### To do
According to the text on Old Sajmište in Belgrade, on what date did the first Belgrade Fair open?

### Page text
Remember can't forget / Work cycle / Point 3 / The Curve of Forgetting
The area of Old Sajmište in Belgrade is a place of many memories.
In 1937-1938, this was the site of the Belgrade Fair, where pavilions were built and cultural and commercial life took place. The first Belgrade Fair opened on September 11, 1937. And already on December 8, 1941, the Jews of Belgrade were sent to the fairgrounds, which were transformed by the German military administration into the Jewish camp Zemun (Judenlager Semlin). By December 12, there were already more than 5,000 prisoners in the camp.
In the Belgrade archives, there are 4 letters from nurse Hilda Deich, who voluntarily went to the camp to work in the camp hospital and help people. And like a large number of prisoners, she died there.
After the Second World War, the area of the fair was used to build barracks for the builders of New Belgrade (a district of the city located between Stari Sajmište and Zemun). People still live there. The Italian pavilion was given over to the workshops of the Serbian Union of Artists (there are still workshops there).
In July 2022, the reconstruction of the central tower of the fair began, which currently houses the Zemun Holocaust Museum. Next in line is the former Italian pavilion.
Once I get to this place, I can’t stop thinking about it and I come there again and again. The layers of historical traumatic context, the everyday life of the people for whom this is home, the gradual restoration of the memorial function, all this creates a very multifaceted pattern of the territory. The simultaneous presence of memory and, at the same time, the flow of ordinary life in the present against the background of this memoriality, outlines the issue of the visibility of memory and the history of the place.
Next to the central tower of the former fair, there is a building block. It is entwined with a creeper that has grown through it (new life has even broken through the concrete), snails and various insects live in it. The block is very similar to a memorial tombstone, forgotten, like in old cemeteries, when there is no one left to look after it, so it has become a new stronghold of life in the environment, which gradually absorbs it. I engrave on this block the “curve of forgetting” or “Ebbinghaus curve”, a graph that clearly demonstrates the process of forgetting in relation to time. The more time passes from the moment of the event, the more, but also the slower, the forgotten. At the same time, the strength of the preservation of information in memory enhances repetition. What can we do to prevent a tragic experience from being repeated? Return ourselves to memories, do not allow time to dissolve the mistakes of the past in oblivion.
The sound of the engraving machine is very loud and unpleasant. But it does not bother anyone, despite my concerns. The boy is swinging on a swing, his mother is walking next to the dog. The dog is pulling on the leash, trying to get closer to me. The woman apologizes and leaves, calling her son with her, who is looking at me with childish curiosity.

[Image point grounding data]
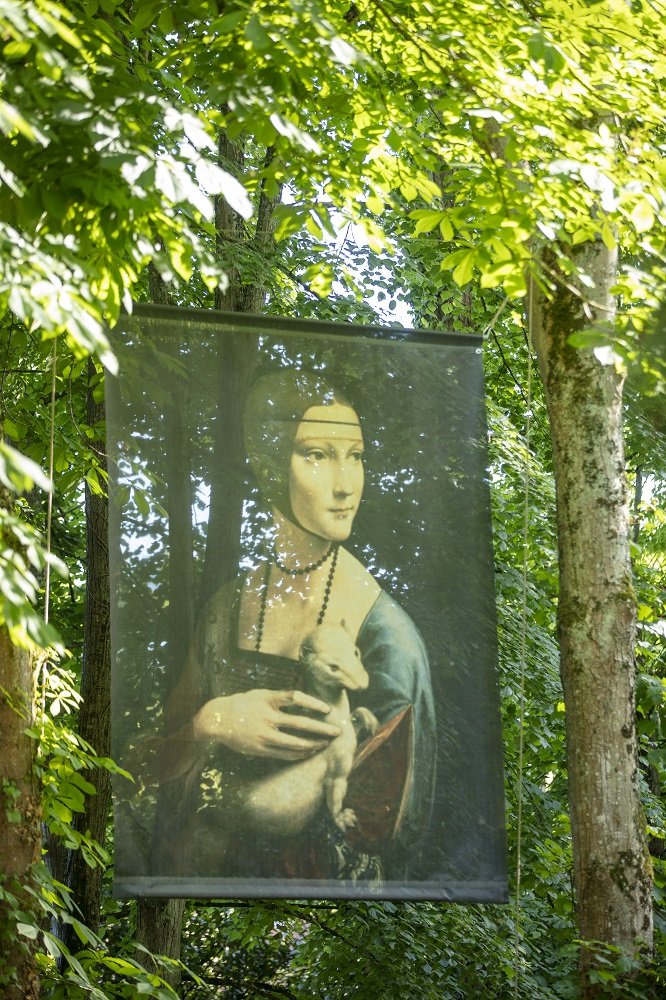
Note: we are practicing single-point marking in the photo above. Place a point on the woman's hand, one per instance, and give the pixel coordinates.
(253, 722)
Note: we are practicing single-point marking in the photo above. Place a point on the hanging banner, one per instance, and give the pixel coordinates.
(303, 618)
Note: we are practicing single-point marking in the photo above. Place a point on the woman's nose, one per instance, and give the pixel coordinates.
(343, 484)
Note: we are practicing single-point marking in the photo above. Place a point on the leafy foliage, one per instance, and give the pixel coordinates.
(454, 139)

### Reply to the exercise
September 11, 1937.